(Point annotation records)
-------

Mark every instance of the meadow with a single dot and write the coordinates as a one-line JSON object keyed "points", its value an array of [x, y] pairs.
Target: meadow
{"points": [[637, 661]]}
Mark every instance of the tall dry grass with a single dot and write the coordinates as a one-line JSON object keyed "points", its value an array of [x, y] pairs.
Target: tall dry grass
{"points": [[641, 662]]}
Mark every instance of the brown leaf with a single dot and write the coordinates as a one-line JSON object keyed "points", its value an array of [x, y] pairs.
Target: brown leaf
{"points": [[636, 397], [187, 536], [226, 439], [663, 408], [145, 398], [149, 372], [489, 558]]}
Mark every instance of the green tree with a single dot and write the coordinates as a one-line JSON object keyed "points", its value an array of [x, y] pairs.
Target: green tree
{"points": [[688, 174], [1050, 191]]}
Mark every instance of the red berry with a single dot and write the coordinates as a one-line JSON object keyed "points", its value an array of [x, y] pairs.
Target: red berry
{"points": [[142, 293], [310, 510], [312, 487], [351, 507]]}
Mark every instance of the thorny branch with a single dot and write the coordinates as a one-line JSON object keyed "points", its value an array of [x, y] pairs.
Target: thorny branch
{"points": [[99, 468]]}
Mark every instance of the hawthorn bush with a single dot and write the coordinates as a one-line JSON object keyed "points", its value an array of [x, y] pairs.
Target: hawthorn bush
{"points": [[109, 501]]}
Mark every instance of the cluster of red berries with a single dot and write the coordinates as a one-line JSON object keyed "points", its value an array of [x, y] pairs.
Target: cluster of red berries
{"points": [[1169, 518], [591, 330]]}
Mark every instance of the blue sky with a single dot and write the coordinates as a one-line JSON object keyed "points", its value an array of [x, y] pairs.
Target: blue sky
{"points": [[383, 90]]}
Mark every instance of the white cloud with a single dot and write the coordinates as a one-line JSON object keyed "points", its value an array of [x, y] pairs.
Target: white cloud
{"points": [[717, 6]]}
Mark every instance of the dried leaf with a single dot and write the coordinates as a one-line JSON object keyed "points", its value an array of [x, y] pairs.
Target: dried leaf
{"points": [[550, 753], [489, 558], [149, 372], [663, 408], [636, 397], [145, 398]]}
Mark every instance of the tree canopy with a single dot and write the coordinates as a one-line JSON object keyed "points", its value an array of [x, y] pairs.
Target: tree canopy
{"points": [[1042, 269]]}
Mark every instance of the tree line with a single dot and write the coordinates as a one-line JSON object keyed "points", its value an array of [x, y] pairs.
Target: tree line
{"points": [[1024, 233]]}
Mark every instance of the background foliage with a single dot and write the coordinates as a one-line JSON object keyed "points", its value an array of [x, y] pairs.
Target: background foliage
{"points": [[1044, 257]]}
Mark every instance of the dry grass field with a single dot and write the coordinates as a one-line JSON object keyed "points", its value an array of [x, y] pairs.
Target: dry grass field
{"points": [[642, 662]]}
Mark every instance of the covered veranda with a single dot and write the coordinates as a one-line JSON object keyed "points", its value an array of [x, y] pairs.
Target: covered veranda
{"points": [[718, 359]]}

-------

#### Task brief
Duplicate all of the items above word for word.

#### Result below
Mark every instance of the meadow with a single dot and write the coordinates as a one-line JSON object keyed "points", its value an array of [x, y] pairs.
Target: meadow
{"points": [[637, 661]]}
Mark every instance of the tall dry grass with a single dot and write the coordinates as a one-line JSON object keyed "points", its value an array of [x, y] pairs.
Target: tall dry grass
{"points": [[641, 662]]}
Mark every instance of the brown leaf with a single dot and write the coordinates as a one-line JSON object keyed "points", its value an array of [x, y] pairs.
Target: brown leaf
{"points": [[636, 397], [187, 536], [226, 439], [663, 408], [145, 398], [149, 372], [489, 558]]}
Mark every instance of the green tree with a single dot and write the coordinates as a one-line JSON object keyed "points", its value an array of [x, y] pairs.
Target: green tree
{"points": [[688, 174], [1050, 191]]}
Mark every instance of the red berry with a single dot and write the coordinates as a one-line JSON object keyed "points", its value an array of [x, y] pairs.
Target: red berry
{"points": [[142, 293], [310, 510], [312, 487], [351, 507]]}
Mark every instance of the thorny branch with a single dot and write the coordinates as a one-line JSON object keyed "points", its value an array of [x, y] pairs.
Target: thorny branch
{"points": [[99, 468]]}
Mark every instance of the hawthorn bush with a single dot and write the coordinates as a one-line JSON object keyed "points", its value an array of [x, y] pairs.
Target: hawthorn bush
{"points": [[109, 501]]}
Mark every instance of the cluster of red berries with a single dot and write the coordinates as a one-line JSON object keyed "points", its value an array of [x, y] pairs.
Target: cluster of red berries
{"points": [[1169, 518], [591, 330]]}
Mark every instance of the blue sky with a single dot and write the coordinates as a one-line JSON object keyed "points", its value an array of [x, y] pairs.
Target: blue sky
{"points": [[383, 90]]}
Mark every instance of the white cloud with a single dot and write the coordinates as a one-line JSON object keyed "points", its value an array of [x, y] pairs.
Target: white cloud
{"points": [[717, 6]]}
Mark every instance of the dried leaf with a single dot and write the coordinates as a one-line JSON object keyed "points", its value an array of [x, y] pairs.
Target: dried leaf
{"points": [[550, 753], [489, 558], [149, 372], [663, 408], [636, 397], [145, 398]]}
Mark every instance of the tree canopy with a single dot and write the coordinates as a one-line JSON object keyed "points", its value an array of [x, y] pairs.
Target: tree canopy
{"points": [[1042, 269]]}
Mark every instance of the tree line with a single dot and write the coordinates as a one-line JSON object keyed "points", its value an array of [x, y] pairs.
Target: tree line
{"points": [[1024, 233]]}
Mark every instance of the background foliage with a single dot and write the coordinates as a one-line JSON object keyed "points", its value an array of [x, y] pairs.
Target: background foliage
{"points": [[1044, 257]]}
Mark every instance of the dry grass field with a single dot and write the coordinates as a one-line JSON object keyed "points", its value an array of [x, y] pairs.
Target: dry grass field
{"points": [[642, 662]]}
Mark every instance of the covered veranda with a single dot and write the coordinates as a one-line JSON object keyed "points", its value an array of [x, y] pairs.
Target: covered veranda
{"points": [[718, 359]]}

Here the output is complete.